Every line holding the string "lanyard" should be copied from the listing.

(SUPPLIED INFORMATION)

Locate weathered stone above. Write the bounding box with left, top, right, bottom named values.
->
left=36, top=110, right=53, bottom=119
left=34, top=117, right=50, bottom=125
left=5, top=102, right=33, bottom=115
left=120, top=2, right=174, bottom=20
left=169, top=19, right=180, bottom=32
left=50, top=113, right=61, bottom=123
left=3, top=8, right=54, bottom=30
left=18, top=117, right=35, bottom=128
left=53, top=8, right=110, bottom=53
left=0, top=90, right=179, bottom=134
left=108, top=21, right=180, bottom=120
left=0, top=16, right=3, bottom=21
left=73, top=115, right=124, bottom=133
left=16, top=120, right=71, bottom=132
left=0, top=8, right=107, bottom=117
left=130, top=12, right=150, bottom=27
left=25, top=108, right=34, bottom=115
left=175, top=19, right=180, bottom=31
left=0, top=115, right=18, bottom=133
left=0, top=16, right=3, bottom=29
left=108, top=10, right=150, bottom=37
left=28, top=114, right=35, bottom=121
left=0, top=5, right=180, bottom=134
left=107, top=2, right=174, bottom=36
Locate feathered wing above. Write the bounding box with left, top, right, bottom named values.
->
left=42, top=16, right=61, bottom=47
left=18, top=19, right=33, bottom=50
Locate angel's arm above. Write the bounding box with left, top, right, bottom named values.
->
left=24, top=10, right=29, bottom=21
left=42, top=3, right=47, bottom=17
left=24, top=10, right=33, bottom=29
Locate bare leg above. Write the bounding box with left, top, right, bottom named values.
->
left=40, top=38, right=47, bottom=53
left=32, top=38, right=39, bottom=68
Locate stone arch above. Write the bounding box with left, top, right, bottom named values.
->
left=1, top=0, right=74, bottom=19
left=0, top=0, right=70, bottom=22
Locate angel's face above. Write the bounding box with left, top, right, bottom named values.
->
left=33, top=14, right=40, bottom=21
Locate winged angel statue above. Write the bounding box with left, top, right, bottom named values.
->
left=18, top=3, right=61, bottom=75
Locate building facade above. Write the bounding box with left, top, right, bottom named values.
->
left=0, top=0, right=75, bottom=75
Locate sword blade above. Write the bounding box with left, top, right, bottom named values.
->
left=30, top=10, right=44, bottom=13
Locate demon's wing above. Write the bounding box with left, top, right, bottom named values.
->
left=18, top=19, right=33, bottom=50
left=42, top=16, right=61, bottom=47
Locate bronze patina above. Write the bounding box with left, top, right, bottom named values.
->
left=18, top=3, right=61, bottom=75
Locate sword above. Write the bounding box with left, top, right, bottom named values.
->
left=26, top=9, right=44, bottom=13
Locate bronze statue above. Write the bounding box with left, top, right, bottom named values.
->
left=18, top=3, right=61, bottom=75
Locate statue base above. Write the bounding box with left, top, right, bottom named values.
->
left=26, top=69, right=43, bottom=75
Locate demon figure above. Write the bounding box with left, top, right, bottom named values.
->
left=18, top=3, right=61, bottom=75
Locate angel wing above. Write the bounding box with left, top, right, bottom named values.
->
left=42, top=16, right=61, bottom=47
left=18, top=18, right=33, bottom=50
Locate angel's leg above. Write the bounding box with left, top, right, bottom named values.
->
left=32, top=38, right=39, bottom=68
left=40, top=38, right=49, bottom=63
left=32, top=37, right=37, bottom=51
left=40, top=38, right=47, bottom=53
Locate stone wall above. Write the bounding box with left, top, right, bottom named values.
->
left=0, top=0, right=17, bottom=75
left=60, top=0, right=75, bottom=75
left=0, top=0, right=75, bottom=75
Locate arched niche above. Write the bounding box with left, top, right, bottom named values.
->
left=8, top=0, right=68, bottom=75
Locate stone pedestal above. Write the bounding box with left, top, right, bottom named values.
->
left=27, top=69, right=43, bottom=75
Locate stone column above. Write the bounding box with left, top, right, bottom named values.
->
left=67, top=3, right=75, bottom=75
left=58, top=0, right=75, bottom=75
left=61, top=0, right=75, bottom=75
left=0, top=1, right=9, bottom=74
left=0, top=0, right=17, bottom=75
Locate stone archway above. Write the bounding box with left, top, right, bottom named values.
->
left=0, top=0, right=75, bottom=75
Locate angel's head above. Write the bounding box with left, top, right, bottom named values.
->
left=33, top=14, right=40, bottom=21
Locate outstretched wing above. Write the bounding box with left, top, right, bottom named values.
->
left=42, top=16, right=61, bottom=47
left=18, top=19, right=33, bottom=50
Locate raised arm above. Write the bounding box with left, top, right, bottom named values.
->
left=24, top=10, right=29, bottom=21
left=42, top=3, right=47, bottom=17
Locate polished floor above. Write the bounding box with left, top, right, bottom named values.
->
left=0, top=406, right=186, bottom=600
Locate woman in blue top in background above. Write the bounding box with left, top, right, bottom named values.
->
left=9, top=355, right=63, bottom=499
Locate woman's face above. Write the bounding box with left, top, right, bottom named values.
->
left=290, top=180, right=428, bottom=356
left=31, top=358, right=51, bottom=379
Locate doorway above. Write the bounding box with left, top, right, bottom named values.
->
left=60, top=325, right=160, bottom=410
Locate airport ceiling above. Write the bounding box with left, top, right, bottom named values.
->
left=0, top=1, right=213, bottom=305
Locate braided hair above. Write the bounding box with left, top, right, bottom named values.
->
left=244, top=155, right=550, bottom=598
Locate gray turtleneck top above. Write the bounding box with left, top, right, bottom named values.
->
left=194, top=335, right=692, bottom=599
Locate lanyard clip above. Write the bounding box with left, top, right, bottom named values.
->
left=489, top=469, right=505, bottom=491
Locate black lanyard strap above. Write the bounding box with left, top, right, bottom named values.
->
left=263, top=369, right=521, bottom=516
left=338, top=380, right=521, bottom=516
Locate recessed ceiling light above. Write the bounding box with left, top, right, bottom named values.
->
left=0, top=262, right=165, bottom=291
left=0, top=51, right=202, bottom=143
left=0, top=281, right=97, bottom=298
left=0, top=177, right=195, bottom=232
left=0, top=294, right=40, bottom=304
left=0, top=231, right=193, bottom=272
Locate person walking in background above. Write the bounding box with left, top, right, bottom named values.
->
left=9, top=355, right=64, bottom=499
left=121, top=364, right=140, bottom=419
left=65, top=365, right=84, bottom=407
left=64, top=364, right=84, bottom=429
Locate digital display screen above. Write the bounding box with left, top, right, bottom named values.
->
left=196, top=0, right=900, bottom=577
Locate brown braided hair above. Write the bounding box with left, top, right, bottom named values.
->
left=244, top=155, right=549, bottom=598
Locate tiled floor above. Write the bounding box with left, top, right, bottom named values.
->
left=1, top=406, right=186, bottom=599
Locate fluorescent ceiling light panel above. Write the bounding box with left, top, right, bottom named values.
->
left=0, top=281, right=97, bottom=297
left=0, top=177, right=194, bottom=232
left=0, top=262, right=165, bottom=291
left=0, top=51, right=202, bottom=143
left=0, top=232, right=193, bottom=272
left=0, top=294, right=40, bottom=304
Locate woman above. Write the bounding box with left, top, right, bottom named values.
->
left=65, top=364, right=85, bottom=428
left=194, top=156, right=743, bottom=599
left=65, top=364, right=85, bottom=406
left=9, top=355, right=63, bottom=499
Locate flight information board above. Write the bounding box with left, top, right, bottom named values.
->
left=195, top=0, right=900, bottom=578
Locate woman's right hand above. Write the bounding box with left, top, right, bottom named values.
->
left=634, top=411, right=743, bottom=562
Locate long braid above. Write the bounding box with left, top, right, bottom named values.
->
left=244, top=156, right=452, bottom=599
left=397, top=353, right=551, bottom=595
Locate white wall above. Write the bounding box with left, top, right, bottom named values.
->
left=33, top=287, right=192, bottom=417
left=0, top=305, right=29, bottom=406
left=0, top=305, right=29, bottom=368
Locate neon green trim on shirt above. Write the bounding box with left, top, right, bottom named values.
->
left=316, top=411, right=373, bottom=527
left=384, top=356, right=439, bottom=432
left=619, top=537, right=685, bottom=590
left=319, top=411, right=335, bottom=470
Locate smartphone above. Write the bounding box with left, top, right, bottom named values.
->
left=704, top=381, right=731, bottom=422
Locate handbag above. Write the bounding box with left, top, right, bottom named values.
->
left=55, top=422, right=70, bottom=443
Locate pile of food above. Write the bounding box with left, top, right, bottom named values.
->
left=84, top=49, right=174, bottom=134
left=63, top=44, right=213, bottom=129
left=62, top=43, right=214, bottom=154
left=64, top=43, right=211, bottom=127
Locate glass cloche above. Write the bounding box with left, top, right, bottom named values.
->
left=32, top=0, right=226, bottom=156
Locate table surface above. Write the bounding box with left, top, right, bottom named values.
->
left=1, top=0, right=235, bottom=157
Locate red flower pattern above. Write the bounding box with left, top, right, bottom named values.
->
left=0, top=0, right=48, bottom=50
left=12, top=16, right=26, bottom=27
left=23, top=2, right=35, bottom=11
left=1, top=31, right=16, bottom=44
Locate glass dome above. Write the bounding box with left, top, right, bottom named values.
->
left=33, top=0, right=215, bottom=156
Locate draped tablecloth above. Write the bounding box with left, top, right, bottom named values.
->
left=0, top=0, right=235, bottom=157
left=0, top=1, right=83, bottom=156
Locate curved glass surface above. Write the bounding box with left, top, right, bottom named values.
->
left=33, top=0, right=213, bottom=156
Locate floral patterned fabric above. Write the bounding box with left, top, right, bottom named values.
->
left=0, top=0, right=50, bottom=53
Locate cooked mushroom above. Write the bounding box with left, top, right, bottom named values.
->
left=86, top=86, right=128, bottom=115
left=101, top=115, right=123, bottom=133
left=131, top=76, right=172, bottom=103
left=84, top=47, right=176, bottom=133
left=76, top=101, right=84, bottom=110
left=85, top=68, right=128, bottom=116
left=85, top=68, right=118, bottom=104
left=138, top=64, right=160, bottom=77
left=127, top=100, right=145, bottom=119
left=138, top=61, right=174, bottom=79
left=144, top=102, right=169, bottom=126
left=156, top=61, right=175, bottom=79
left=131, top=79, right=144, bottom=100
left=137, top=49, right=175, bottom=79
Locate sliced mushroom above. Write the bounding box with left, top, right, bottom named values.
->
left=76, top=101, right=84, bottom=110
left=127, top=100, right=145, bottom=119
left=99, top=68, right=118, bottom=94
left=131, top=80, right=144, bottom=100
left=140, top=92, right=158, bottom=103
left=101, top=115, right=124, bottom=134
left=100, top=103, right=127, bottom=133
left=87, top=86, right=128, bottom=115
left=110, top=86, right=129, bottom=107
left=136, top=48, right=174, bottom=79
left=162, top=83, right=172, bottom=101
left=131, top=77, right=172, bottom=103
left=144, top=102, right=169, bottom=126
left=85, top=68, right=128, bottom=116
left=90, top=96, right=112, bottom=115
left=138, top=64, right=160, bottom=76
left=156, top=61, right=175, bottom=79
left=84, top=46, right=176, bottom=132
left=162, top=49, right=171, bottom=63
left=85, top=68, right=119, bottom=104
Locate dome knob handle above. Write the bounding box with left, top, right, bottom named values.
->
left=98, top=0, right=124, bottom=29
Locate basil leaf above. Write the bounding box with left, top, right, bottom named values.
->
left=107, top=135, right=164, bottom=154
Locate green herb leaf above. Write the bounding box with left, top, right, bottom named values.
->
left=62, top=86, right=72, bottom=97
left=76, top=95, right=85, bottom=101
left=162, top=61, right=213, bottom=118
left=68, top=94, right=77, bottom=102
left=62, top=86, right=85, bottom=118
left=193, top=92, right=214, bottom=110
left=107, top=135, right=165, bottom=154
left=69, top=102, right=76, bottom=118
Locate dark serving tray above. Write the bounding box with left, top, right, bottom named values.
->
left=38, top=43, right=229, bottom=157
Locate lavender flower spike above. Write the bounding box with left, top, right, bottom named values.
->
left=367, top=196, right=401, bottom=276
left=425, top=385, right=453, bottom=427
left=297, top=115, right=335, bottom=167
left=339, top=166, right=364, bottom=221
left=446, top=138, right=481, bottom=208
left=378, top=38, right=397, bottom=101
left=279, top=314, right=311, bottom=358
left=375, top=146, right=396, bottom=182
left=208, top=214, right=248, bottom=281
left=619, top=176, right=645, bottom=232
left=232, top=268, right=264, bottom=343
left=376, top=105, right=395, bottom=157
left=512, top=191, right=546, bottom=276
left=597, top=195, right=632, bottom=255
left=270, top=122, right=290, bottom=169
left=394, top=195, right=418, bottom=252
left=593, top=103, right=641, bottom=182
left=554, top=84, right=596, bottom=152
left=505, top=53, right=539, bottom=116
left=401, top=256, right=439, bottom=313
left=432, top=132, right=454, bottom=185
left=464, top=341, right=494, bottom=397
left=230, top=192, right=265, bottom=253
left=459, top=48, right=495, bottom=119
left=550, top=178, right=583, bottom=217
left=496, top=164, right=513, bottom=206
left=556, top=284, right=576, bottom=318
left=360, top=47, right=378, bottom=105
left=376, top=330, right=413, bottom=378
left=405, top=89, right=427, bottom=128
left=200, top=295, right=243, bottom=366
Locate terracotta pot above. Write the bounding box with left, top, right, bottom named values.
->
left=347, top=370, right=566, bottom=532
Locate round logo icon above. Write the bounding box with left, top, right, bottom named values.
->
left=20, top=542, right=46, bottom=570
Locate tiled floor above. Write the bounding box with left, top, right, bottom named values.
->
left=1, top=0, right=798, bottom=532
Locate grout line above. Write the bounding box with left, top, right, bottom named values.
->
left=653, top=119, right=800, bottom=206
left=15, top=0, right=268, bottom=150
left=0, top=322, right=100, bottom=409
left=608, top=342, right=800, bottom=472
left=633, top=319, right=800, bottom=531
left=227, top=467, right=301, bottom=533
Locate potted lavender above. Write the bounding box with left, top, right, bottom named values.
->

(End SUPPLIED INFORMATION)

• [REPLY TO THE EXERCISE]
Locate lanyard clip above. Write the bounding box with left, top, right, bottom named values.
Locate black lanyard strap above. Write the bounding box with left, top, right, bottom named values.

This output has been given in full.